WORK TASK -
Once the line with "positive clicks: (130, 217)" is found in the entries below, print it and each following line exactly, stopping after the line with "34L190 197L124 159L118"; print nothing else.

-- DATA FOR THIS TASK follows --

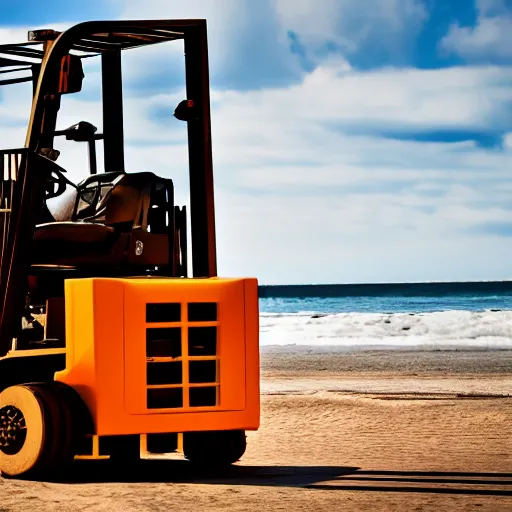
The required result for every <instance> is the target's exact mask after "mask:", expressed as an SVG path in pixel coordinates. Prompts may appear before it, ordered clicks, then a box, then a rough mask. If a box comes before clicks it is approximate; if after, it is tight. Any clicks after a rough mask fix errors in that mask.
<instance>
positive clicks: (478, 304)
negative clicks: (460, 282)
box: [259, 281, 512, 351]
mask: <svg viewBox="0 0 512 512" xmlns="http://www.w3.org/2000/svg"><path fill="white" fill-rule="evenodd" d="M259 295H260V299H259V307H260V344H261V346H262V347H264V346H272V345H307V346H311V347H327V346H331V347H332V346H336V347H337V349H341V350H343V349H346V350H348V351H354V350H375V349H387V350H400V349H402V350H423V351H424V350H461V351H463V350H512V281H503V282H475V283H470V282H465V283H403V284H365V285H292V286H260V289H259Z"/></svg>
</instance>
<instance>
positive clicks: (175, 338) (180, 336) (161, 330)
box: [146, 327, 181, 357]
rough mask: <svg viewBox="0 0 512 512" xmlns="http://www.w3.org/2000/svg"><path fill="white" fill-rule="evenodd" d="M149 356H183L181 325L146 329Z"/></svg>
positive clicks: (169, 356) (155, 356) (179, 356)
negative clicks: (181, 339) (181, 354)
mask: <svg viewBox="0 0 512 512" xmlns="http://www.w3.org/2000/svg"><path fill="white" fill-rule="evenodd" d="M146 355H147V357H181V327H164V328H156V329H155V328H151V329H146Z"/></svg>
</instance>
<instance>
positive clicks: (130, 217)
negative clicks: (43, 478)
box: [0, 19, 260, 478]
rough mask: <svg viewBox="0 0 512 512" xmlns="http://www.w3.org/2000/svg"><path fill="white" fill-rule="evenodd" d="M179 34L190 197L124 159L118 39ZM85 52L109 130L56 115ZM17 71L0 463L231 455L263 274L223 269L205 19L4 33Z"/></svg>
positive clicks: (43, 475)
mask: <svg viewBox="0 0 512 512" xmlns="http://www.w3.org/2000/svg"><path fill="white" fill-rule="evenodd" d="M176 40H182V44H184V50H185V77H186V78H185V79H186V96H187V98H186V99H185V100H183V101H182V102H181V103H179V104H178V105H177V107H176V109H175V111H174V116H175V117H176V118H177V119H178V120H180V121H183V122H185V123H187V134H188V150H189V152H188V155H189V183H190V196H189V209H187V208H185V207H184V206H181V207H180V206H177V205H175V204H174V188H173V181H172V179H170V178H163V177H159V176H157V175H156V174H154V173H152V172H151V171H150V170H147V169H136V170H133V169H130V171H127V170H126V168H125V157H124V155H125V146H124V136H123V94H122V84H123V81H122V73H121V60H122V54H123V52H124V51H125V50H134V49H137V48H139V47H143V46H147V45H153V44H162V43H163V44H166V43H168V44H173V43H172V41H176ZM174 44H176V43H174ZM90 57H95V58H98V59H100V60H101V73H102V81H101V88H102V114H103V123H102V124H103V126H102V128H101V130H102V133H99V132H98V129H97V128H96V127H95V126H93V125H92V124H91V123H89V122H87V121H80V120H78V119H77V123H76V124H74V125H73V126H71V127H70V128H67V129H64V130H58V129H57V121H58V117H59V109H60V105H61V97H62V95H67V94H75V93H78V92H80V91H81V90H82V83H83V79H84V77H85V75H84V66H83V65H82V61H83V59H85V58H87V59H88V58H90ZM21 82H31V83H32V84H33V90H32V93H33V102H32V111H31V115H30V121H29V125H28V130H27V136H26V142H25V147H23V148H20V149H7V150H0V248H1V266H0V293H1V301H2V302H1V316H0V472H1V473H2V475H4V476H8V477H28V476H30V477H31V478H32V477H33V478H47V477H48V476H49V475H52V474H56V473H59V472H61V471H62V470H63V469H64V468H66V467H68V466H69V464H70V463H71V462H72V461H73V460H74V459H84V458H85V459H103V458H109V459H112V460H113V461H119V462H122V463H123V464H126V463H131V462H135V461H137V460H138V459H140V458H141V457H144V455H147V454H167V453H172V452H178V453H183V455H184V457H185V458H186V459H188V460H189V461H190V462H191V463H194V464H197V465H199V466H207V467H217V466H225V465H230V464H233V463H234V462H236V461H237V460H239V459H240V458H241V457H242V455H243V454H244V452H245V449H246V435H245V433H246V431H249V430H257V429H258V428H259V421H260V402H259V399H260V398H259V340H258V335H259V325H258V287H257V280H256V279H254V278H221V277H218V276H217V265H216V246H215V212H214V190H213V170H212V149H211V129H210V98H209V71H208V49H207V30H206V22H205V20H188V19H187V20H152V21H115V22H111V21H105V22H104V21H101V22H86V23H81V24H79V25H76V26H74V27H72V28H70V29H69V30H66V31H65V32H56V31H54V30H37V31H33V32H29V34H28V41H27V42H24V43H22V44H8V45H2V46H0V85H1V86H12V85H13V84H17V83H21ZM58 137H65V138H66V139H67V140H68V141H76V142H81V143H83V142H86V143H87V144H88V148H89V162H88V165H89V169H90V175H88V176H87V177H86V178H85V179H83V180H82V181H80V182H79V183H74V182H73V181H72V180H71V179H69V178H68V177H67V176H66V170H65V169H63V168H62V167H60V166H59V165H58V164H57V160H58V157H59V154H60V153H59V151H58V150H57V149H55V147H54V146H55V139H57V138H58ZM99 140H101V141H102V143H103V152H104V172H101V173H98V165H97V157H96V141H99ZM0 142H1V141H0ZM126 167H127V166H126ZM169 167H170V170H169V172H170V173H172V167H171V166H169ZM187 217H188V218H189V219H190V220H189V222H187ZM188 223H189V224H190V232H191V233H190V237H188V228H187V224H188ZM189 238H190V248H191V251H190V252H191V254H190V255H189V254H188V251H187V247H188V243H189V242H188V239H189ZM189 256H190V263H191V267H192V272H191V274H192V275H191V276H189V265H188V262H189Z"/></svg>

-- DATA FOR THIS TASK concluded --

EXPECTED ANSWER -
positive clicks: (130, 217)
negative clicks: (43, 478)
box: [0, 19, 260, 478]
rough mask: <svg viewBox="0 0 512 512" xmlns="http://www.w3.org/2000/svg"><path fill="white" fill-rule="evenodd" d="M179 34L190 197L124 159L118 39ZM85 52L109 130L56 115ZM17 71L0 463L231 455L263 274L223 269L205 19L4 33Z"/></svg>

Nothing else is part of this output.